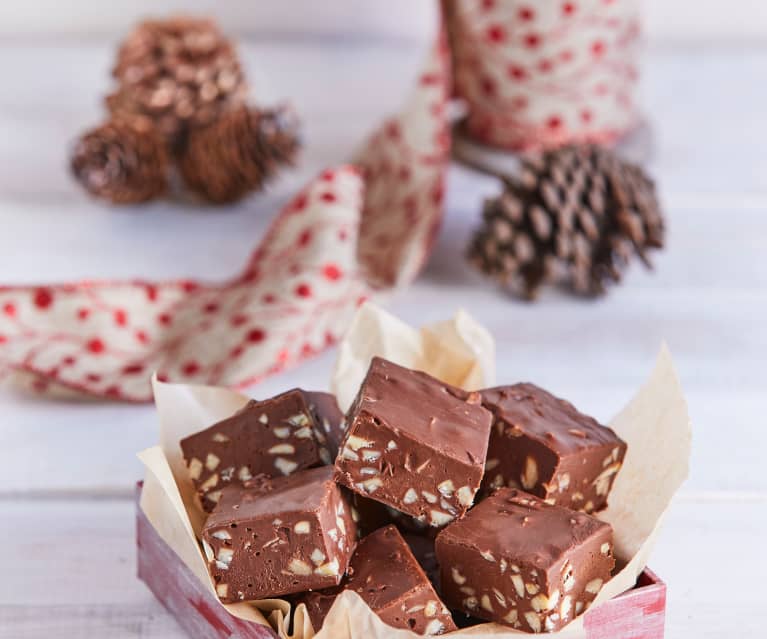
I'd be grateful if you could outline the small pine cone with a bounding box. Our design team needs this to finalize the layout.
[70,118,168,204]
[179,105,300,204]
[107,16,247,151]
[467,145,664,299]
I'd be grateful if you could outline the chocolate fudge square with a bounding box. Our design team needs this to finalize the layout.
[202,466,357,602]
[435,488,615,633]
[480,384,626,513]
[299,525,456,635]
[335,357,492,527]
[181,388,344,511]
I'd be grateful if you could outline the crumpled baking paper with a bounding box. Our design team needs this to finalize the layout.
[139,302,691,639]
[331,301,494,411]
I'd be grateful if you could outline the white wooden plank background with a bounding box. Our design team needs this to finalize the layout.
[1,33,766,639]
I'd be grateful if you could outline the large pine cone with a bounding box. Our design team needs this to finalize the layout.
[70,118,168,204]
[467,145,664,299]
[106,17,247,152]
[179,105,300,204]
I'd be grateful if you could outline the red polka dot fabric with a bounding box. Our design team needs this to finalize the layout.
[0,33,451,402]
[446,0,640,150]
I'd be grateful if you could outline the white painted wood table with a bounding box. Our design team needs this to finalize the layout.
[1,36,766,639]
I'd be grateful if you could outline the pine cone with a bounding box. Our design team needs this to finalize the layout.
[467,145,664,299]
[70,118,168,204]
[179,105,300,204]
[106,16,247,152]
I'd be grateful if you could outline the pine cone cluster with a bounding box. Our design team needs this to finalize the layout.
[70,16,300,206]
[70,118,168,204]
[468,145,664,299]
[107,16,247,152]
[181,106,300,204]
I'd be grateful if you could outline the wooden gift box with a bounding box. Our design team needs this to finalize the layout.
[136,485,667,639]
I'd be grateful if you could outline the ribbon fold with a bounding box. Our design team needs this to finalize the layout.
[0,31,451,402]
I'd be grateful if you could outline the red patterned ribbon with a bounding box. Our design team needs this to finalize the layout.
[445,0,640,150]
[0,32,450,402]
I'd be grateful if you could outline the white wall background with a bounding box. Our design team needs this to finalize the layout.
[0,0,765,42]
[0,1,437,40]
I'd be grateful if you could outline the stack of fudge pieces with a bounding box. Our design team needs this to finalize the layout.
[181,358,626,635]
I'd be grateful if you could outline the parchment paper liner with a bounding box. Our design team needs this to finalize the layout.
[138,302,691,638]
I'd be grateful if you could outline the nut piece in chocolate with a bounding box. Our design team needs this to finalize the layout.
[181,389,344,510]
[202,466,357,602]
[299,525,457,635]
[481,384,626,513]
[435,488,615,633]
[335,357,492,527]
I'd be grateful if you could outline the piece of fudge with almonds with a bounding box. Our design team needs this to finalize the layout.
[435,488,615,633]
[334,357,492,528]
[480,383,626,513]
[298,525,457,635]
[181,389,344,511]
[202,466,357,602]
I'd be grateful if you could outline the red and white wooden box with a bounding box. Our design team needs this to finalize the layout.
[136,485,666,639]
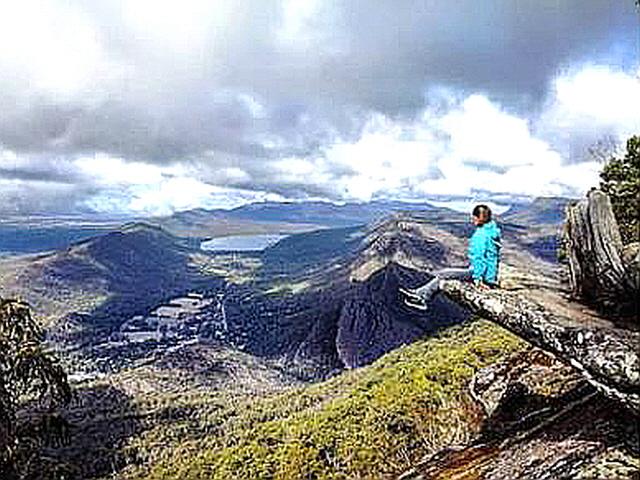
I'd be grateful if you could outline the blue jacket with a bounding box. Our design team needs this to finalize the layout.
[468,220,501,284]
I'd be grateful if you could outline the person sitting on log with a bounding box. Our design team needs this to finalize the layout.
[400,204,502,310]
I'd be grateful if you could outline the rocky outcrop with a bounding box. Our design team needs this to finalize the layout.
[335,210,579,371]
[401,349,640,480]
[564,189,639,316]
[349,214,467,282]
[335,264,468,368]
[440,279,640,413]
[468,349,584,418]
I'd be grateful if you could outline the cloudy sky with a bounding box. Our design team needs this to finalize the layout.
[0,0,638,216]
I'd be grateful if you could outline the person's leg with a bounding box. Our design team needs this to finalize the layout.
[413,267,472,301]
⁂
▶ [TASK PROMPT]: Please output all of the entries above exactly, but without any picture.

▶ [ANSWER TO THIS TASK]:
I'd be grateful if you could outline the small pine cone with a bounding box. Our design team needs this to finalize the layout.
[70,118,168,204]
[179,105,300,204]
[107,16,247,151]
[467,145,664,299]
I'd be grateful if you could outline the chocolate fudge square with a bounding box. Our design team needs this to finalize the layout.
[202,466,357,602]
[435,488,615,633]
[480,384,626,513]
[299,525,456,635]
[335,357,492,527]
[181,388,344,511]
I'd be grateful if you could outline the crumpled baking paper with a bounding box. Our design team needs this to finalize the layout.
[139,302,691,639]
[331,301,494,411]
I'd be grateful if you could outline the white wooden plank background with a bounding box. Our design team needs this to finalize the layout.
[1,33,766,639]
I'd be grateful if you could outline the large pine cone with a bounding box. Our design team needs this to finalize the layout.
[70,118,168,204]
[467,145,664,299]
[106,17,247,152]
[179,105,300,204]
I'd be grateful if you could outline the red polka dot fabric with a bounding box. Our design team needs this to finalize the layout.
[0,33,451,402]
[446,0,640,150]
I'd be grateful if you could outline the white painted wood table with a bounding box. Our design team needs this to finalize the layout.
[1,36,766,639]
I'd be grateful if you could outline the pine cone with a bounding box. Our design team needs this to finalize the layout.
[467,145,664,299]
[70,118,168,204]
[179,105,300,204]
[106,16,247,152]
I'd be grateful if you could outline the pine cone cluster with a bounding box. Our design team needs this to finalize the layout.
[70,16,300,206]
[70,118,168,204]
[468,145,664,299]
[107,16,247,152]
[181,106,300,204]
I'd be grateful if you could outline the wooden gift box with a bounding box. Our design team needs this to finalize the layout.
[136,485,667,639]
I'd be grateful if you could outline the ribbon fold with a bounding box. Our design team needs this to finalize the layout.
[0,31,451,402]
I'd be grateful if you could outline the red patterned ribbon with a bounding box. Our design team needs this to finalize the layout.
[445,0,640,150]
[0,32,450,402]
I'd be grateful if you could outline the white wall background with a bounding box. Our design team needs this to finalize the layout.
[0,0,765,42]
[0,1,437,40]
I'd be grateful if you could outline the stack of fudge pieces with a bounding box. Our design team needs this to finalize the layout.
[181,358,626,635]
I'd be grateful if you could outline the parchment paper liner with a bounding box. Our design team needs this to finalize the layout.
[138,302,691,638]
I'd be grateful if you could outline the nut piece in chocolate with a bounding box. Our design team needs this to finalize the layout.
[181,389,344,510]
[202,466,357,602]
[299,525,457,635]
[481,384,626,513]
[435,488,615,633]
[335,357,492,527]
I'd be grateful if you could outline the piece of fudge with almonds with a bounding box. Our design team needs this to finalize the layout.
[435,488,615,633]
[334,357,492,528]
[480,383,626,513]
[298,525,457,635]
[181,389,344,511]
[202,466,357,602]
I'd be grateful if you could outline the red and white wooden box with a bounding box. Our design team needs this to finalize the layout.
[136,485,666,639]
I'd be grateful if you could outline the blue jacket with a bounding box. Our design team needs this to finalize the layout.
[468,220,501,284]
I'd be grateful if you could outline the person sitting on log with a bounding box. Our design team needs this to finalize the layout.
[400,204,502,310]
I'd be grateful if you could outline the rocky outcrop with a bounding box. Our design team needs this to finalize the layout.
[335,210,579,371]
[401,349,640,480]
[564,189,639,316]
[349,214,467,282]
[335,264,468,368]
[440,279,640,413]
[468,349,584,418]
I'd be grateful if you could outline the cloudy sky with a bounding box. Our design team needs this to finalize the layout.
[0,0,638,216]
I'd be grateful if you could outline the person's leg with a bounding box. Our design team needs this to finalize the layout.
[413,267,472,301]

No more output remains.